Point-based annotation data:
================

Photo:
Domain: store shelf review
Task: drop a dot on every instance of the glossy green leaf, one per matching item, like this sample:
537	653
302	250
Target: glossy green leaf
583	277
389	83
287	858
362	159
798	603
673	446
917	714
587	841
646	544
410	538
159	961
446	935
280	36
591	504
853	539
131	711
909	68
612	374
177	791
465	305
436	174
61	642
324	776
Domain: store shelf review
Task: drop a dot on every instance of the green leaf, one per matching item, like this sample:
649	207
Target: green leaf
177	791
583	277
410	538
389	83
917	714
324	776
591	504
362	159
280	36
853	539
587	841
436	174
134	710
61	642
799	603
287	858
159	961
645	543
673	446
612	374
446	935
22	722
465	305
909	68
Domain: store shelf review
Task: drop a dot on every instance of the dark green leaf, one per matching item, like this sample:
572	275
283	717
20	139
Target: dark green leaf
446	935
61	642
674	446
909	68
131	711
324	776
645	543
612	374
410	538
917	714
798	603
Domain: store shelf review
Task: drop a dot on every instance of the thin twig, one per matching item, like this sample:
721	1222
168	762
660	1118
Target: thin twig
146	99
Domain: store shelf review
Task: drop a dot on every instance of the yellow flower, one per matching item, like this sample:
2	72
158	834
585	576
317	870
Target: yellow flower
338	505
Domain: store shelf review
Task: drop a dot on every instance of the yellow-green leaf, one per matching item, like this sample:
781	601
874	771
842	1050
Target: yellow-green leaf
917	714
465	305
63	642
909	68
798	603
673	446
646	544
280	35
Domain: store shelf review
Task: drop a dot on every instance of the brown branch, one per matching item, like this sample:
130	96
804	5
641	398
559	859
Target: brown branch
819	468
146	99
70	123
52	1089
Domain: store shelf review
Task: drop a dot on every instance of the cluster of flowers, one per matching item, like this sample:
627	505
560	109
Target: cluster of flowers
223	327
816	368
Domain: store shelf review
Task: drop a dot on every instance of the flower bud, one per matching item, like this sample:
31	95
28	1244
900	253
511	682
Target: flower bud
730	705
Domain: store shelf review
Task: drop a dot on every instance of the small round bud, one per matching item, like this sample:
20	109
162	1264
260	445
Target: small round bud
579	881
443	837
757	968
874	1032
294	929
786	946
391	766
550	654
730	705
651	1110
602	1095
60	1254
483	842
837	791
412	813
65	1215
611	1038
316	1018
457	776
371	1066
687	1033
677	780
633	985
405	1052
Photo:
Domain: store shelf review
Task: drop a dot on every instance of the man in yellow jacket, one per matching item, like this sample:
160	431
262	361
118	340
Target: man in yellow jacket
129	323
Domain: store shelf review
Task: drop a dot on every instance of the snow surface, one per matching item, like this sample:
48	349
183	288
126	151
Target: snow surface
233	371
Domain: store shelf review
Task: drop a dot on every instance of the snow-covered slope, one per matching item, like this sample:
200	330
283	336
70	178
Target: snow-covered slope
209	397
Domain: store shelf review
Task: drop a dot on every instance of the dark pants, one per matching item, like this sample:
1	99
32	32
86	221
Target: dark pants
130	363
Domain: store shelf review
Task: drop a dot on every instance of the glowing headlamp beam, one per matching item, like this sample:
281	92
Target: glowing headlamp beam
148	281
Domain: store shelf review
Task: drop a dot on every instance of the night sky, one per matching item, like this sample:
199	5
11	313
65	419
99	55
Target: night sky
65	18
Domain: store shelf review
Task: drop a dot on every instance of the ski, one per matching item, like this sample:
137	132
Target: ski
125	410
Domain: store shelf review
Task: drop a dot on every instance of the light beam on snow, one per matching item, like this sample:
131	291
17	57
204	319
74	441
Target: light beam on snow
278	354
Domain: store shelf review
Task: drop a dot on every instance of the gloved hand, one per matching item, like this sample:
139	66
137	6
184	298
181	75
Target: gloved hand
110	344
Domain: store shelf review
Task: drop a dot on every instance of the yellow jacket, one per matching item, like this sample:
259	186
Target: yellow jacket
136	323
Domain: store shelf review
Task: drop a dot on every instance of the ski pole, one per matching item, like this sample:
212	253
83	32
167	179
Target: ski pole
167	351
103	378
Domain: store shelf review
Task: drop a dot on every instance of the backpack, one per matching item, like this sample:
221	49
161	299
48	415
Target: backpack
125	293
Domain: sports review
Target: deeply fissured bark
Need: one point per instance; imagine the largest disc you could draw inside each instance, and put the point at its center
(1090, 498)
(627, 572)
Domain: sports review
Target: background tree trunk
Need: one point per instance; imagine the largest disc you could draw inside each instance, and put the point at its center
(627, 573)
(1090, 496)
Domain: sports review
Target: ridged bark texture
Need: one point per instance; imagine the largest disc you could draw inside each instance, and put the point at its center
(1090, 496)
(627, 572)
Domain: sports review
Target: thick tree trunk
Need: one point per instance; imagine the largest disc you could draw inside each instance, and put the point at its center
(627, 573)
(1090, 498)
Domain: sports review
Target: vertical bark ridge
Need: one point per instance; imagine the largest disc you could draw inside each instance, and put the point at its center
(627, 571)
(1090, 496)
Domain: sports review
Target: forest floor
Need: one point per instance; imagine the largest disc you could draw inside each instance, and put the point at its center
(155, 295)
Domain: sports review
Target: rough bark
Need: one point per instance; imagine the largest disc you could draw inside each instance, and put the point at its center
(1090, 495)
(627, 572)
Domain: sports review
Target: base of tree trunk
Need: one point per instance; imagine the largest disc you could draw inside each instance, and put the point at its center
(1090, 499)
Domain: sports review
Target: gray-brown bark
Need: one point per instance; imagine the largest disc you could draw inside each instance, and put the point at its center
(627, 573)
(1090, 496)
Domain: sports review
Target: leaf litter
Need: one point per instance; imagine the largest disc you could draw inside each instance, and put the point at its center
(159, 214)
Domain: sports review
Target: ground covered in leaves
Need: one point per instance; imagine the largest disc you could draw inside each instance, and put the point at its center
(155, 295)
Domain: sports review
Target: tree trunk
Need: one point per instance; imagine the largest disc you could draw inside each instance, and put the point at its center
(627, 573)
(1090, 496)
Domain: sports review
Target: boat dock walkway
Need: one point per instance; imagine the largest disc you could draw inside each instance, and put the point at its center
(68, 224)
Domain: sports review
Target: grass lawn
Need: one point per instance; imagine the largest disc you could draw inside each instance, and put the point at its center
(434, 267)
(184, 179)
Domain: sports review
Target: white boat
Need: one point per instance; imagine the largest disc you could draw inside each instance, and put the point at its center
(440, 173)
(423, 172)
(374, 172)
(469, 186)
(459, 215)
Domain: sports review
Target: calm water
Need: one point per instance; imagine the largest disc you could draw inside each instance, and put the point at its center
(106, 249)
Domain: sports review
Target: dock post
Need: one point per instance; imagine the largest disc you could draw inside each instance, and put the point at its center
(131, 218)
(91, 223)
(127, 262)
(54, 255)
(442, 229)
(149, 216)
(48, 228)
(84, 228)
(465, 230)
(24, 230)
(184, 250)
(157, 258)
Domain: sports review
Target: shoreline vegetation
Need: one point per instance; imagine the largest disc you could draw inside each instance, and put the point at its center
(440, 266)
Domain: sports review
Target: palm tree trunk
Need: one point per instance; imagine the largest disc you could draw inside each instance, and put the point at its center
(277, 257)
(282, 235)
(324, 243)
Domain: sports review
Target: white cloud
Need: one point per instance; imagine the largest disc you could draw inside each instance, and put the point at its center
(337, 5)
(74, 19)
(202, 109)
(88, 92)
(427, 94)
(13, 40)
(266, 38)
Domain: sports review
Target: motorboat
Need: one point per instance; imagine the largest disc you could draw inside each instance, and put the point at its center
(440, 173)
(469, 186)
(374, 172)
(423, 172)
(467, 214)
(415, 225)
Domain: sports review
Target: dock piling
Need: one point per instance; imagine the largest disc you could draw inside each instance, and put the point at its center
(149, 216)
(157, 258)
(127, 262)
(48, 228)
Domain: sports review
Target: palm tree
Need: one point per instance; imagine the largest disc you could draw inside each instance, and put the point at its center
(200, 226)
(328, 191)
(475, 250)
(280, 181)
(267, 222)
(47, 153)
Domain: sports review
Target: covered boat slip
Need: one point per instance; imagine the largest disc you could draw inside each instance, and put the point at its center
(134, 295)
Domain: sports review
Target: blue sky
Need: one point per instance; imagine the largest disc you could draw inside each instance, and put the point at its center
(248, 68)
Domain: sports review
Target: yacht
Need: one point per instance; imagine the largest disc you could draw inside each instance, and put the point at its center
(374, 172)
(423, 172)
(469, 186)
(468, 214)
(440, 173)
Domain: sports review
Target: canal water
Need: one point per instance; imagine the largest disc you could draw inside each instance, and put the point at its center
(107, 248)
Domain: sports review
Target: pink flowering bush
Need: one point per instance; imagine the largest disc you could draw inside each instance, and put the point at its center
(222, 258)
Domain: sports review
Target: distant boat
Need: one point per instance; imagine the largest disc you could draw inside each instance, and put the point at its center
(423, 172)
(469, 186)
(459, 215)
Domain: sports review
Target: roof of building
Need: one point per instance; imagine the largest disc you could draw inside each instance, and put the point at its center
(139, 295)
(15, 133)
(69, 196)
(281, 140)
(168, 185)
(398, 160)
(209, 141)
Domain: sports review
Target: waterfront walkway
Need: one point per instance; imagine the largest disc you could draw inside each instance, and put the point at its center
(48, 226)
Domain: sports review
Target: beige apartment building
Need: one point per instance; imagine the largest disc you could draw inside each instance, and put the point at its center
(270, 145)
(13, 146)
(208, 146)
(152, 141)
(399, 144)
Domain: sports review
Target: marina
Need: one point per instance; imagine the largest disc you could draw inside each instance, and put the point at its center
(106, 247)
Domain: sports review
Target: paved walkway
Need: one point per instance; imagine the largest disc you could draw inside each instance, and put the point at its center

================

*What the task asks*
Count the lines of the entries above that contain the string "cluster". Case matters, and the answer should be the number alone.

*Response to this task*
2